Task to carry out
Please copy the last part of the entries exactly: the line that has "Each instance of the white tablecloth" and every line up to and including the end, nothing more.

:::

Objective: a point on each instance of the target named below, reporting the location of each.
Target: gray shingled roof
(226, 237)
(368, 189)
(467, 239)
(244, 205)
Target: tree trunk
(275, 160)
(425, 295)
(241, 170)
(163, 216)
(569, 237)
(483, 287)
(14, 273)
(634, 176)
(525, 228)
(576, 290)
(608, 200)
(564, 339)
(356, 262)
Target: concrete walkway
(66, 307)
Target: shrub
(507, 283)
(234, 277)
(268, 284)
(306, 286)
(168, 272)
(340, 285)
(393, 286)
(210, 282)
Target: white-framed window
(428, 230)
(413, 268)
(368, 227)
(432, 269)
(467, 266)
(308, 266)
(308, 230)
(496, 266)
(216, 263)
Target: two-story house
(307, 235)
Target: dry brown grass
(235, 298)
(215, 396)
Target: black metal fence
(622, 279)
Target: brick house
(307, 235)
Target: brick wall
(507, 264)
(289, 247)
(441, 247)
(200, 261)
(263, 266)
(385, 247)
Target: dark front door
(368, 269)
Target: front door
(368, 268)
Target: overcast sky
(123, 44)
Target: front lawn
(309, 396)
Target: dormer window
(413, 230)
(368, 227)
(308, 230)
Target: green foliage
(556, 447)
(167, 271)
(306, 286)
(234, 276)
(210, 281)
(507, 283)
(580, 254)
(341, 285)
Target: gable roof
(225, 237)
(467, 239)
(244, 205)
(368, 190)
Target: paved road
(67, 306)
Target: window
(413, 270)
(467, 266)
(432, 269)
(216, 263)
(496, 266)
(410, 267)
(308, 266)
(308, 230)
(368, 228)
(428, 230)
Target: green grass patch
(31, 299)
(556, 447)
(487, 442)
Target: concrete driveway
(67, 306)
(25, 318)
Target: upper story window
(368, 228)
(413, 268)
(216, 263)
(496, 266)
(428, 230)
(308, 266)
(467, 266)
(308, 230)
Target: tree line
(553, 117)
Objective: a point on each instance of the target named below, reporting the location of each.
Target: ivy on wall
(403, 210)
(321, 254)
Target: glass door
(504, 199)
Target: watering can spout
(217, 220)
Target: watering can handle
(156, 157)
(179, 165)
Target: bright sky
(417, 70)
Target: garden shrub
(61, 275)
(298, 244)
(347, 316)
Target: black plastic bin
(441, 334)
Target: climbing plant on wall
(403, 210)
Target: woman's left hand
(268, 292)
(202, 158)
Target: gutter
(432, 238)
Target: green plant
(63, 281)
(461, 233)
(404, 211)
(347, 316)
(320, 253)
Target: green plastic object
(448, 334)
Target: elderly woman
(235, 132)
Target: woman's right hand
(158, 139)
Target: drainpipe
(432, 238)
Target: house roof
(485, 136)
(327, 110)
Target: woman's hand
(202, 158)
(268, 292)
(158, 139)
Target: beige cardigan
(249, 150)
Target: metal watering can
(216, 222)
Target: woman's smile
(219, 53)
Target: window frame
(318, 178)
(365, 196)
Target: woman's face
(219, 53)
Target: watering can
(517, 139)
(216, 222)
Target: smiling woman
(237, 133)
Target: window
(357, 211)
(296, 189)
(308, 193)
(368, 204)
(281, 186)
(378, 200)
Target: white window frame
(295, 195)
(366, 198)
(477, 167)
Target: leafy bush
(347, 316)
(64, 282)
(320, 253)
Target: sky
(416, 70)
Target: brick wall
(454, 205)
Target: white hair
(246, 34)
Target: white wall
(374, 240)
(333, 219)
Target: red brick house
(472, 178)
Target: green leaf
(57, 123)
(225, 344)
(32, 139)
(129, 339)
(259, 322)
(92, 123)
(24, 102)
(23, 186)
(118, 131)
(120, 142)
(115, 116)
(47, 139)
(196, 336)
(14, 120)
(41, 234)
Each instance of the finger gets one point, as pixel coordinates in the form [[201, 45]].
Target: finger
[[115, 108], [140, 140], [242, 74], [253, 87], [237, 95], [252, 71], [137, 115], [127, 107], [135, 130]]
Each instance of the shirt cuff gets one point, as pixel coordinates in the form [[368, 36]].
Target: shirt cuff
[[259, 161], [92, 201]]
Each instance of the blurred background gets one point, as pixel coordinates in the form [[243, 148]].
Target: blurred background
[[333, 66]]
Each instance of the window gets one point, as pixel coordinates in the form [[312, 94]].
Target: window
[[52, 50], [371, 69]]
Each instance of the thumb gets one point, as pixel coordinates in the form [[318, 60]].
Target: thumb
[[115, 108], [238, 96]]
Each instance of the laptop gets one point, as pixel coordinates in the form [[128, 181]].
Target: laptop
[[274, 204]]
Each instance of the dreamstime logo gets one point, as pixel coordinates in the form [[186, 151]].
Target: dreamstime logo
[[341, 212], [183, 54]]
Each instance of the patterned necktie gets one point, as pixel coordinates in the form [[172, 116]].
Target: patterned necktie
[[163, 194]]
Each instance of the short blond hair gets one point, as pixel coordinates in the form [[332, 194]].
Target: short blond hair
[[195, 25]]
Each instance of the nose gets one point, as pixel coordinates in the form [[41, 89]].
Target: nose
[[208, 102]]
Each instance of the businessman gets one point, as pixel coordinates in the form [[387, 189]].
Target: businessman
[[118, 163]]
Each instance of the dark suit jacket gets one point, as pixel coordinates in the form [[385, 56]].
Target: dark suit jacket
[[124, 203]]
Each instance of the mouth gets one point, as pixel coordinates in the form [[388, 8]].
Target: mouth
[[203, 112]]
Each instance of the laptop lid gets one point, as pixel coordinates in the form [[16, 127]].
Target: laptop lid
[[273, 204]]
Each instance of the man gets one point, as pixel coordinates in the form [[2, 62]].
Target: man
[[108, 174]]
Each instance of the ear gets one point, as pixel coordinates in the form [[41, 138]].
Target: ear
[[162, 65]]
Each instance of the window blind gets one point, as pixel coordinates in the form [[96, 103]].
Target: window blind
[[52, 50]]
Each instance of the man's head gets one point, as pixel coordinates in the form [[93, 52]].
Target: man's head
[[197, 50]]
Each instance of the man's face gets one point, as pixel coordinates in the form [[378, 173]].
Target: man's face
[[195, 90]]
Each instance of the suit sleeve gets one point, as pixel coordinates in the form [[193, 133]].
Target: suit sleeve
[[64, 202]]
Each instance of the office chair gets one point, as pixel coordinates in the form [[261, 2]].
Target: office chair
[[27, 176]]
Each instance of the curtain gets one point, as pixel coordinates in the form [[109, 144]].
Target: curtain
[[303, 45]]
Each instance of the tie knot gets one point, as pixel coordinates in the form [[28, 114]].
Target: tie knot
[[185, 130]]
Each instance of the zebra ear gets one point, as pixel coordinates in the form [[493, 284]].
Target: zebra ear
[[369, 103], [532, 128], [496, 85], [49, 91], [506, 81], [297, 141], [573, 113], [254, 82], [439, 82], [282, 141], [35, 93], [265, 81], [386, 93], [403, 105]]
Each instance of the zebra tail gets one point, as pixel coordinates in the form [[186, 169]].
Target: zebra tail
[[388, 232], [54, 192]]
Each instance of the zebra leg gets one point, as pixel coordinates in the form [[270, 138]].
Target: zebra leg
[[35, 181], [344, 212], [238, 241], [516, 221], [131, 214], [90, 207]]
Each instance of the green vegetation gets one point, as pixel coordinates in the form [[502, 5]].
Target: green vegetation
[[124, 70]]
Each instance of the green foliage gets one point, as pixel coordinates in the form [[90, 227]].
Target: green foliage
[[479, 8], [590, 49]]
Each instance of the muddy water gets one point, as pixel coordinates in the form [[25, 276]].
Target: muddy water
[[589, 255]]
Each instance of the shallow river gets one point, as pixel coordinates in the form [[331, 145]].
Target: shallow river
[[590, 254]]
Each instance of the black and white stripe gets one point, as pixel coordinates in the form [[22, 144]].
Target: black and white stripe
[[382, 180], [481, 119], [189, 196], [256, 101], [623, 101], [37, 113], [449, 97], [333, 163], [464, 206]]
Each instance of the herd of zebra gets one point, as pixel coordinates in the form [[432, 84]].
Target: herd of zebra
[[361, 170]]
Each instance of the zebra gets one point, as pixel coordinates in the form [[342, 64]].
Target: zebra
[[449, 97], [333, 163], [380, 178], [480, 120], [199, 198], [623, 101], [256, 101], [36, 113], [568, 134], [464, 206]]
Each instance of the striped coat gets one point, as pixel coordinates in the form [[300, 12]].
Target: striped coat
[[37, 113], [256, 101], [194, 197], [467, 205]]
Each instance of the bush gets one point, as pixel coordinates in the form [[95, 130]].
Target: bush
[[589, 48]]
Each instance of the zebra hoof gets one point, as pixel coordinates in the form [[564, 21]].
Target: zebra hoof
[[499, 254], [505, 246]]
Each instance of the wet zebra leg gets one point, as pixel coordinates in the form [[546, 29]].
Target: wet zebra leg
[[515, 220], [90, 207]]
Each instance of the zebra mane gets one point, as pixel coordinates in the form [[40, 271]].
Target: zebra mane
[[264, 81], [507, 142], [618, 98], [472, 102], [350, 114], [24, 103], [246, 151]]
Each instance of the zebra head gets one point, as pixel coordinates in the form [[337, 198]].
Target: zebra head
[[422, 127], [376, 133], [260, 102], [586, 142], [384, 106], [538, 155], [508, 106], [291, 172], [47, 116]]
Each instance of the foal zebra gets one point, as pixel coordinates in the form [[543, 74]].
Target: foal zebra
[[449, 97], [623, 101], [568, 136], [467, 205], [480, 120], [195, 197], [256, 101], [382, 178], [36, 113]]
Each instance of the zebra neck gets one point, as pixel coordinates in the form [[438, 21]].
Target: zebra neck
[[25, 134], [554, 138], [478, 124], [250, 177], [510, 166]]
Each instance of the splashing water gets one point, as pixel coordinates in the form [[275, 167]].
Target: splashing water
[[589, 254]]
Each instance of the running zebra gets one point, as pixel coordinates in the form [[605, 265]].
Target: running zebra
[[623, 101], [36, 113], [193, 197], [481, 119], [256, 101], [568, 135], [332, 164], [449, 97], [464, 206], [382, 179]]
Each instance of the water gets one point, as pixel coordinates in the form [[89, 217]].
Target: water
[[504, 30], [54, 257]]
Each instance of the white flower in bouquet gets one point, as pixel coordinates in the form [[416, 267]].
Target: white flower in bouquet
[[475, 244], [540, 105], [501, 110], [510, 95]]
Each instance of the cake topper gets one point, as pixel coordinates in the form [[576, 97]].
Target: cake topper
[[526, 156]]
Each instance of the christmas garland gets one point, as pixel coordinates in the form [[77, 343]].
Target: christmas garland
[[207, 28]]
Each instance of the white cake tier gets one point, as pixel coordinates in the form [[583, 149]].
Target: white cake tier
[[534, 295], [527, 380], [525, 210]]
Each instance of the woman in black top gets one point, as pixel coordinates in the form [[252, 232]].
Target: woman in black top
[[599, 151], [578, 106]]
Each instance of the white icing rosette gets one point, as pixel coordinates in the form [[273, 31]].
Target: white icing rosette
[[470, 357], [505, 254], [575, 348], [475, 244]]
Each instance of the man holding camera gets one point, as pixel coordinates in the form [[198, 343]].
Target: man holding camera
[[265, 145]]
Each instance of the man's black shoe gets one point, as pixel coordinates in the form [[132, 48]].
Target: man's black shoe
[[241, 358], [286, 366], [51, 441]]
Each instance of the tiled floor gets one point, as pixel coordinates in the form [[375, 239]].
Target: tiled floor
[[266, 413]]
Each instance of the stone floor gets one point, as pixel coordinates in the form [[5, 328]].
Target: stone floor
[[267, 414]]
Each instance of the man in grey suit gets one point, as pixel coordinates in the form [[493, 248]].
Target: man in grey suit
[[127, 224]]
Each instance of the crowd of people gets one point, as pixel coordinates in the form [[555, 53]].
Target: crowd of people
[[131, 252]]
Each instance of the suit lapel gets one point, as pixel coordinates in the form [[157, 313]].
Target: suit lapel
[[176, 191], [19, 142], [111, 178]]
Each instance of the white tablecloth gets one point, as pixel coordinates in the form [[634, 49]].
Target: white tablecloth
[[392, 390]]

:::

Solution to this task
Each instance of the white tablecloth gets one point, as pixel coordinates in the form [[634, 49]].
Target: white tablecloth
[[392, 390]]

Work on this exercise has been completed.